- CONSIGNES -
Relevez dans le matériel ci-dessous chaque ligne qui contient le mot « photograph », puis recopiez ces lignes.

- MATÉRIEL FOURNI -
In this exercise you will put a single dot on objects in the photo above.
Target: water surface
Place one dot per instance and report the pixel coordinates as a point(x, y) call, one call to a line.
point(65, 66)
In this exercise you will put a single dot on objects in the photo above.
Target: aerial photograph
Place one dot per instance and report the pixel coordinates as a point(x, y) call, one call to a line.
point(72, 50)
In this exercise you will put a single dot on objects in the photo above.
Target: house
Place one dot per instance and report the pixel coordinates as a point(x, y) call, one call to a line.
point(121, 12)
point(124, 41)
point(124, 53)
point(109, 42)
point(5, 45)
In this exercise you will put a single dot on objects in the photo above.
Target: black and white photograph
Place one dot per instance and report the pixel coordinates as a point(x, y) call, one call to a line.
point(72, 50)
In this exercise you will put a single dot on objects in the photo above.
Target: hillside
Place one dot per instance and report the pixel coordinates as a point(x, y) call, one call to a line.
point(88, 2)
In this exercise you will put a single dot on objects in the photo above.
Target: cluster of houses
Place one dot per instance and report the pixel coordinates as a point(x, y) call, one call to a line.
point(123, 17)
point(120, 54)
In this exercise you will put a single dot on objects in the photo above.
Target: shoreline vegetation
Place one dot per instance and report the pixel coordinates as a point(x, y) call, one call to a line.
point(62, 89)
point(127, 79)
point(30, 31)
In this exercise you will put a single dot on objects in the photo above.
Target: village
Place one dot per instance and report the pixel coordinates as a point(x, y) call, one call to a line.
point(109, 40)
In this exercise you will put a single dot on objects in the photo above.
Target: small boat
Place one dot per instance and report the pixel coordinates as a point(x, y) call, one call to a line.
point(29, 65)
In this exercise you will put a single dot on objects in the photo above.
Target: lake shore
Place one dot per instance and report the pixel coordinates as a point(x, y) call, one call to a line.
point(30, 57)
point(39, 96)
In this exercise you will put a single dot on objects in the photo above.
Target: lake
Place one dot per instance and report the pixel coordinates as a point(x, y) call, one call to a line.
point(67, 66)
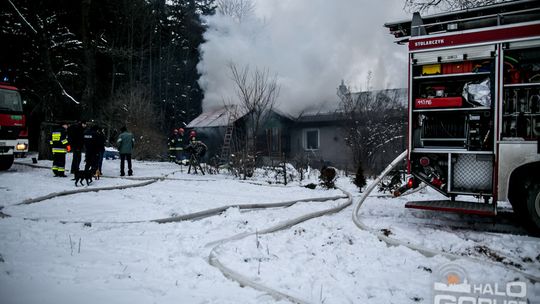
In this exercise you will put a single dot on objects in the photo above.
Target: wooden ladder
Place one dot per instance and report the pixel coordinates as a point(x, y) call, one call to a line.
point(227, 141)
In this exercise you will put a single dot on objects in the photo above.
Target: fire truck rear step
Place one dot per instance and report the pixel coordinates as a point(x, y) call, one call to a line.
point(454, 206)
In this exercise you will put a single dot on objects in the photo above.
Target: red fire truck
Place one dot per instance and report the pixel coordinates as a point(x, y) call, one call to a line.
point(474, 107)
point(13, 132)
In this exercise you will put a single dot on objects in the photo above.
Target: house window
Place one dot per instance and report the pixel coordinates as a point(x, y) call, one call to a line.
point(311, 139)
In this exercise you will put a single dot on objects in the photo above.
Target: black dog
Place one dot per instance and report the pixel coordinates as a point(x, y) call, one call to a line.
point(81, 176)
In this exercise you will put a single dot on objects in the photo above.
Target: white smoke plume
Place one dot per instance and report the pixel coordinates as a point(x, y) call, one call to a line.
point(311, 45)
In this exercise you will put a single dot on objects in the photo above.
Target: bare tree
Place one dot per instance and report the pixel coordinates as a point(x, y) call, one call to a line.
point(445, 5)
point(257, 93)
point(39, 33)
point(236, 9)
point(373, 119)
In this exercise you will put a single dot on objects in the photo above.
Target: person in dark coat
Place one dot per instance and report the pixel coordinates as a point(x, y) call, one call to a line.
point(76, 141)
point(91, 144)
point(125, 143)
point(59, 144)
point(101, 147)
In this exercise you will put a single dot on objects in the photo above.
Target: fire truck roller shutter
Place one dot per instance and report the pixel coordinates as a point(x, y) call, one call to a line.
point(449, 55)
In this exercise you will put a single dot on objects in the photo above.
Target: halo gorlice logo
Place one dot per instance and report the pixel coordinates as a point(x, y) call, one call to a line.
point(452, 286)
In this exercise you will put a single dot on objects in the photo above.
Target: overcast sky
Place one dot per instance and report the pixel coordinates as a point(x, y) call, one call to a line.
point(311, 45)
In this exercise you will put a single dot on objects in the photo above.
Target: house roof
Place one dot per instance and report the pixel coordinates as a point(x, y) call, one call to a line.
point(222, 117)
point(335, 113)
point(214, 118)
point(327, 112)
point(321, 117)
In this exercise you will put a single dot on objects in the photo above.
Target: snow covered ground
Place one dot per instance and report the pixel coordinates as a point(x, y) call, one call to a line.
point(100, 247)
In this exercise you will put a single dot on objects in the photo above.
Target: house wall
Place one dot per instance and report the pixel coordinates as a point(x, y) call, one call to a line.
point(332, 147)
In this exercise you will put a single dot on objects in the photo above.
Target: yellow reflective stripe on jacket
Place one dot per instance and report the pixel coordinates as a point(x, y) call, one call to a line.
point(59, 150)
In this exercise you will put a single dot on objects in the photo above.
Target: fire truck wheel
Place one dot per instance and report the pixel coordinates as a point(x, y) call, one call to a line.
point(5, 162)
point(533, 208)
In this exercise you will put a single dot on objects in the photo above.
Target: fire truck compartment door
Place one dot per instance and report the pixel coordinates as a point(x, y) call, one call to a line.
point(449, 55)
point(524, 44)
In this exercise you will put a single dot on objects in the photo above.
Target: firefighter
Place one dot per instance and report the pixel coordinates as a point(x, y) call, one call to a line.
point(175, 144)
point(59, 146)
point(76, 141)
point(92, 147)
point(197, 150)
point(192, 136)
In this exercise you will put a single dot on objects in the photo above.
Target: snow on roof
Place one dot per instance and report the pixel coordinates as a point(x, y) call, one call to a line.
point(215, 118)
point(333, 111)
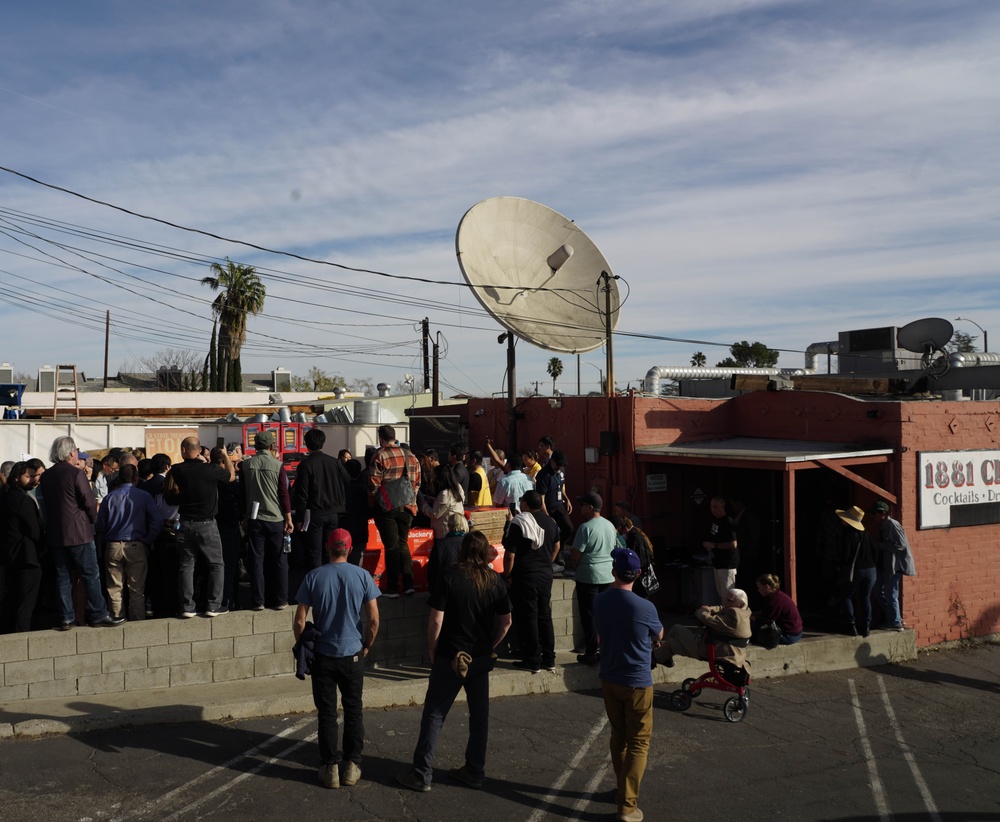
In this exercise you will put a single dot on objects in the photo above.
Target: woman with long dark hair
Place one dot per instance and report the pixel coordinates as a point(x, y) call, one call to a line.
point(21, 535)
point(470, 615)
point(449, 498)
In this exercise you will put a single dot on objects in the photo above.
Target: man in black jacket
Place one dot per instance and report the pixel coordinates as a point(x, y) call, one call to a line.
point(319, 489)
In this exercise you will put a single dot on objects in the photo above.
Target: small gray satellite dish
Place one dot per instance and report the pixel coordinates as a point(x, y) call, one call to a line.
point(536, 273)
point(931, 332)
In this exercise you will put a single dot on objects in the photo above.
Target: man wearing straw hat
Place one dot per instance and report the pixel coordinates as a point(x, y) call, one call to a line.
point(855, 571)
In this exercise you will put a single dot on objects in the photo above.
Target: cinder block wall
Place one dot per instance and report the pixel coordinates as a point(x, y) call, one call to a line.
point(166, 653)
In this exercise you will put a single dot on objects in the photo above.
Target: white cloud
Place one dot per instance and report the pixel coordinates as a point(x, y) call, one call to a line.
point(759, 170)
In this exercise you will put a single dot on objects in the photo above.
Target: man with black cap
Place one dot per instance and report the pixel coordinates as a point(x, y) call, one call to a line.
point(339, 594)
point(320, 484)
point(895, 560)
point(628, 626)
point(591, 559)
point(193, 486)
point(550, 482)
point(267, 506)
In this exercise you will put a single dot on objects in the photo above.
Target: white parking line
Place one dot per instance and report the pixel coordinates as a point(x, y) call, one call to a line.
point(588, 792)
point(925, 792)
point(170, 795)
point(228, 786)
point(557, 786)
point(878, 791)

--

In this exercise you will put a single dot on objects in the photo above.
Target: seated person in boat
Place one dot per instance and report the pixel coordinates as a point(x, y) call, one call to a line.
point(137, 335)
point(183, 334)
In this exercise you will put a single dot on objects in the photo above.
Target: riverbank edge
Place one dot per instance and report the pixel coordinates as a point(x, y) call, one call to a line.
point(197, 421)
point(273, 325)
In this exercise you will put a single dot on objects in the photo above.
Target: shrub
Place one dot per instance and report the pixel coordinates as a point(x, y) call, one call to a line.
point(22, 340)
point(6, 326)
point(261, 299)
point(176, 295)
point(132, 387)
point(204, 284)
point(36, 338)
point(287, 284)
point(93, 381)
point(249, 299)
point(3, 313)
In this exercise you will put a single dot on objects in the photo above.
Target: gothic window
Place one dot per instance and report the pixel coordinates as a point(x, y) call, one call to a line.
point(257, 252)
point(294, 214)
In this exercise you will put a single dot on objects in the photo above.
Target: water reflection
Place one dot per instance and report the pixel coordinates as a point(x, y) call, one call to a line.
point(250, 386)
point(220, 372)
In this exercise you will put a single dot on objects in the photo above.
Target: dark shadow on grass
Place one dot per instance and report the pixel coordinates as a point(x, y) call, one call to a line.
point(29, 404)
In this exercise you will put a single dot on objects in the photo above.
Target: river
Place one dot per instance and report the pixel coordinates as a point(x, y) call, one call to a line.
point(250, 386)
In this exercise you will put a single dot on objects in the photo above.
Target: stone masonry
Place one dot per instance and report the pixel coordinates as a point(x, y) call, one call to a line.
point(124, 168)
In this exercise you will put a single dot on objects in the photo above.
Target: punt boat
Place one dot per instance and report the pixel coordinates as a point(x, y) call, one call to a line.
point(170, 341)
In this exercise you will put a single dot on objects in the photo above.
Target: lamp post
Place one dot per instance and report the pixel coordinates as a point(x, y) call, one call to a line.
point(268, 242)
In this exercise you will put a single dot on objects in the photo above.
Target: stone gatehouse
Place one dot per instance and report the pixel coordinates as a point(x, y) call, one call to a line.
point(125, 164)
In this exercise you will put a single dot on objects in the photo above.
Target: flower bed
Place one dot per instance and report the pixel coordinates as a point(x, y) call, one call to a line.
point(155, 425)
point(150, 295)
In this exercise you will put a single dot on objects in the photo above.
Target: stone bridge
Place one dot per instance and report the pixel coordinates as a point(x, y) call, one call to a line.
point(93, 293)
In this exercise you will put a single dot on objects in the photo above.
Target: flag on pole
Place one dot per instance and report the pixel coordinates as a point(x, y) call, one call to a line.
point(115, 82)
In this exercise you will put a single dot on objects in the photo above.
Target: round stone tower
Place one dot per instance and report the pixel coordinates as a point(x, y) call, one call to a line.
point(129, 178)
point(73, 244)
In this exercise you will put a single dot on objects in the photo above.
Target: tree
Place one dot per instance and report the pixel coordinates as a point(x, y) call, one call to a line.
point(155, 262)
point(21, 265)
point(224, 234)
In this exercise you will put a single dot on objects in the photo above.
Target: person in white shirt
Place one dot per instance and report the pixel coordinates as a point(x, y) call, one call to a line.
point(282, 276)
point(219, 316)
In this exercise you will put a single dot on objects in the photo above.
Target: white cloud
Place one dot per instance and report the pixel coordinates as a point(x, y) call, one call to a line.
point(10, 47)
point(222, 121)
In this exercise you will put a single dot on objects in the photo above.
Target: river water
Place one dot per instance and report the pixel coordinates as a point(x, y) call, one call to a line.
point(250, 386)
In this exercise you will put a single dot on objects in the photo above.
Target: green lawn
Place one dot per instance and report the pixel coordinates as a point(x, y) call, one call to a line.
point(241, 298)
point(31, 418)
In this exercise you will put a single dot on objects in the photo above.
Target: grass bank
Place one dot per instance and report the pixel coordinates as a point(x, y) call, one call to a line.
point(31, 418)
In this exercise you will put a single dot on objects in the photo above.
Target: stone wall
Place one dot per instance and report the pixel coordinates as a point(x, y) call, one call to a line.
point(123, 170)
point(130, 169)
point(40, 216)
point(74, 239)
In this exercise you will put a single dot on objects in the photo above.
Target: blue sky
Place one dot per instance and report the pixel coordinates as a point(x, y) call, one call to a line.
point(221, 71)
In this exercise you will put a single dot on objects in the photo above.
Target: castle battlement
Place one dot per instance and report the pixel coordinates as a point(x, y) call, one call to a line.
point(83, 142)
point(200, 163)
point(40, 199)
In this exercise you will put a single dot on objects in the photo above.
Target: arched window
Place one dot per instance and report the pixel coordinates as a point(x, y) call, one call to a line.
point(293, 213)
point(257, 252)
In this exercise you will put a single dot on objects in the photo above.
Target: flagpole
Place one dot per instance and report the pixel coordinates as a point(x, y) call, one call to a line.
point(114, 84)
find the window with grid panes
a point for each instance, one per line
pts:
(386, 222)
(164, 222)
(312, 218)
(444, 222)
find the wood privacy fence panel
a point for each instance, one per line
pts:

--

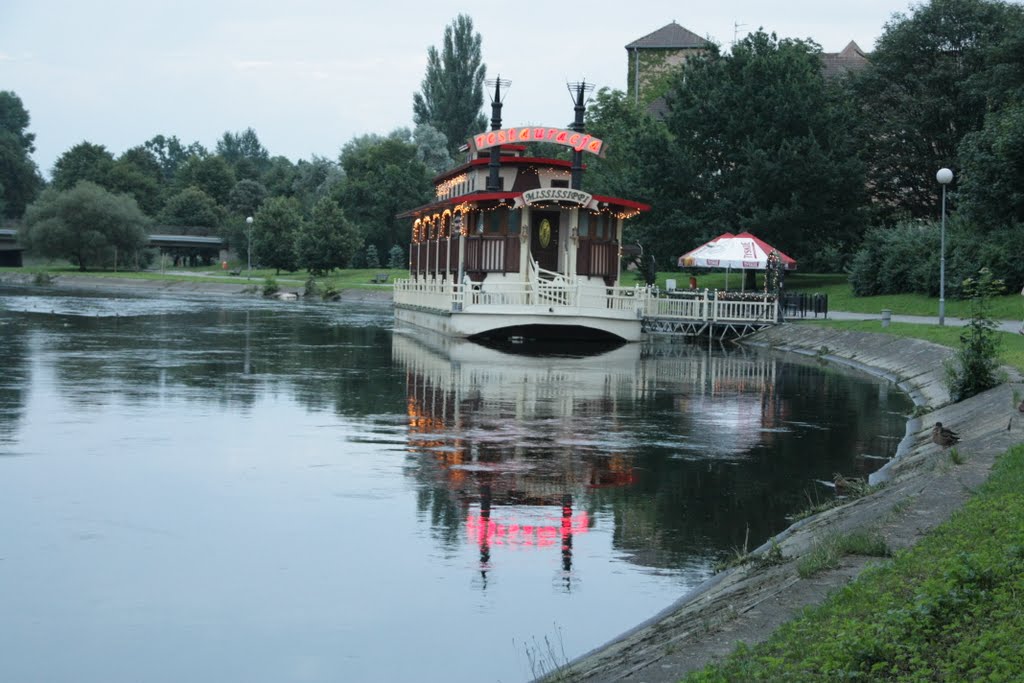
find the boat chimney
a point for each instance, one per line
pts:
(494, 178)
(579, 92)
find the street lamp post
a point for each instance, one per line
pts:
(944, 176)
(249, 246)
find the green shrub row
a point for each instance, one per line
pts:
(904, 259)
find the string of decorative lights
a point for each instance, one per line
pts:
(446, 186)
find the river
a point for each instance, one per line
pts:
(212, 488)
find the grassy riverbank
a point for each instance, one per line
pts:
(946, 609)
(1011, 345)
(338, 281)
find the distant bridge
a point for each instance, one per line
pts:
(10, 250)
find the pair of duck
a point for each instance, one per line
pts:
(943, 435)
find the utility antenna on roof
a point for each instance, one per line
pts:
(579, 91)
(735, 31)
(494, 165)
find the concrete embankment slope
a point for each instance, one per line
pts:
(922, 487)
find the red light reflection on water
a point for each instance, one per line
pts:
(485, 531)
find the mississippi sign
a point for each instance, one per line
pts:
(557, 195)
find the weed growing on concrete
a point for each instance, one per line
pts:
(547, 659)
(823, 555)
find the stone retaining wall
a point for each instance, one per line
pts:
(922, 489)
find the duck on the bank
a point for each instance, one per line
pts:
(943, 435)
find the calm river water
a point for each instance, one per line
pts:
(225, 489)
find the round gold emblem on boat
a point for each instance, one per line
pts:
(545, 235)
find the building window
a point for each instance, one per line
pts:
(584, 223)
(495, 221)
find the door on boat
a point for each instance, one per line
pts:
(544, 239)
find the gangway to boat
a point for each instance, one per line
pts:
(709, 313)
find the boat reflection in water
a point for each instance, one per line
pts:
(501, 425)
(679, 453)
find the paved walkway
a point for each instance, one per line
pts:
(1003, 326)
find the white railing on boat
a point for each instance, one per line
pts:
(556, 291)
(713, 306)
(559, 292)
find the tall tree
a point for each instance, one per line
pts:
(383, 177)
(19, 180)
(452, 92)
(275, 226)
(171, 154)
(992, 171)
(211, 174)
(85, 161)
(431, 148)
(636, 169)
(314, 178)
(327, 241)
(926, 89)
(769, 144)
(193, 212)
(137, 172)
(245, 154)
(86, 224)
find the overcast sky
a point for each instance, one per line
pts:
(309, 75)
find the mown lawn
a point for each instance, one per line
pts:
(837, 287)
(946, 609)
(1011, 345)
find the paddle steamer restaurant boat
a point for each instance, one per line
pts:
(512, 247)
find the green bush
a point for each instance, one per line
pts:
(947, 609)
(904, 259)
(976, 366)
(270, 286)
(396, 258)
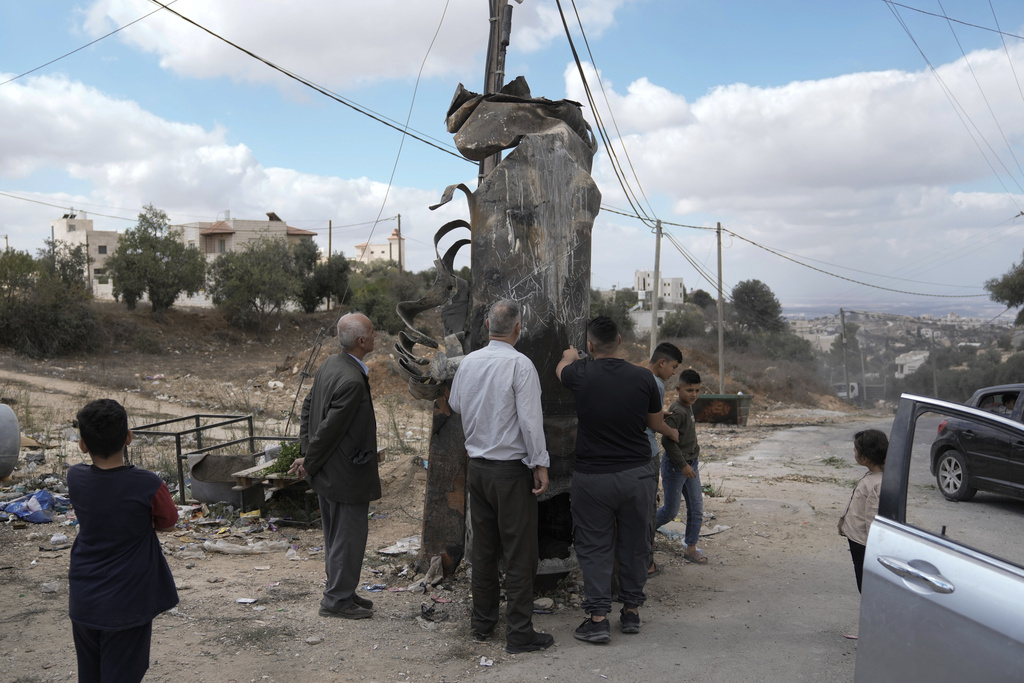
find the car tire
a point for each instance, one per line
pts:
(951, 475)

- RÉPONSE -
Target: aerial photograph
Target: black and white photograph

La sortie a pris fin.